● Reading passage
= = = = = = =
Streaming SIMD Extensions 2 Instructions

Microsoft SpecificThis section describes the C/C++ language-level features supporting the Streaming SIMD Extensions 2 (SSE2) instructions:
Floating-Point Intrinsics Using Streaming SIMD Extensions 2 Instructions that describe the intrinsic operations for the double-precision, floating-point data type (__m128d).
Integer Intrinsics Using Streaming SIMD Extensions 2 that describe the intrinsics for the extended-precision integer data type (__m128i).
Other topics discussed in this section include:
Floating-Point Memory and Initialization Operations Using Streaming SIMD Extensions 2
Cache Support for Streaming SIMD Extensions 2 Floating-Point Operations
Integer Memory and Initialization Using Streaming SIMD Extensions 2
Cache Support for Streaming SIMD Extensions 2 Integer Operations
Macro Function for Shuffle Using Streaming SIMD Extensions 2
The emmintrin.h header file contains the declarations for the SSE2 instructions intrinsics. The file dvec.h contains operator overloads for some of the SSE2 instructions intrinsics, which are available for use in C++ programs.
= = = = = = =
Can you retype the stretch of the SSE2 instructions page from "Integer Intrinsics Using" through "in C++ programs.", word for word?
= = = = = = =
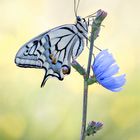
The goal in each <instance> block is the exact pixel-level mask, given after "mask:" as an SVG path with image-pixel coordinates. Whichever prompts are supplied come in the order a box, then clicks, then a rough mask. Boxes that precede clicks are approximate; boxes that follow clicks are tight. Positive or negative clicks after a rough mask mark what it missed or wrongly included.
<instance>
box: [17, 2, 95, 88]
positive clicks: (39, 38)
mask: <svg viewBox="0 0 140 140" xmlns="http://www.w3.org/2000/svg"><path fill="white" fill-rule="evenodd" d="M79 2H80V0H79V1H78V4H77V6H76V0H75V1H74V6H75V8H74V10H75V16H76V23H75V24H66V25H62V26H59V27H56V28H54V29H51V30H49V31H47V32H45V33H42V34H40V35H39V36H37V37H35V38H33V39H31V40H30V41H29V42H27V43H26V44H24V45H23V46H22V47H21V48H20V50H19V51H18V52H17V54H16V57H15V63H16V65H17V66H19V67H24V68H40V69H45V76H44V79H43V81H42V84H41V87H43V86H44V85H45V83H46V81H47V79H48V78H49V77H56V78H58V79H59V80H63V79H64V75H66V74H69V73H70V71H71V61H72V59H76V58H77V57H78V56H79V55H80V54H81V52H82V51H83V49H84V42H85V40H87V39H88V26H89V24H88V21H86V18H81V17H80V16H77V10H78V6H79ZM87 17H93V14H92V15H90V16H87ZM88 20H89V18H88Z"/></svg>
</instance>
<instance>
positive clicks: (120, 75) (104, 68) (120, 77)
= = = = = = =
● Task solution
Integer Intrinsics Using Streaming SIMD Extensions 2 that describe the intrinsics for the extended-precision integer data type (__m128i).
Other topics discussed in this section include:
Floating-Point Memory and Initialization Operations Using Streaming SIMD Extensions 2
Cache Support for Streaming SIMD Extensions 2 Floating-Point Operations
Integer Memory and Initialization Using Streaming SIMD Extensions 2
Cache Support for Streaming SIMD Extensions 2 Integer Operations
Macro Function for Shuffle Using Streaming SIMD Extensions 2
The emmintrin.h header file contains the declarations for the SSE2 instructions intrinsics. The file dvec.h contains operator overloads for some of the SSE2 instructions intrinsics, which are available for use in C++ programs.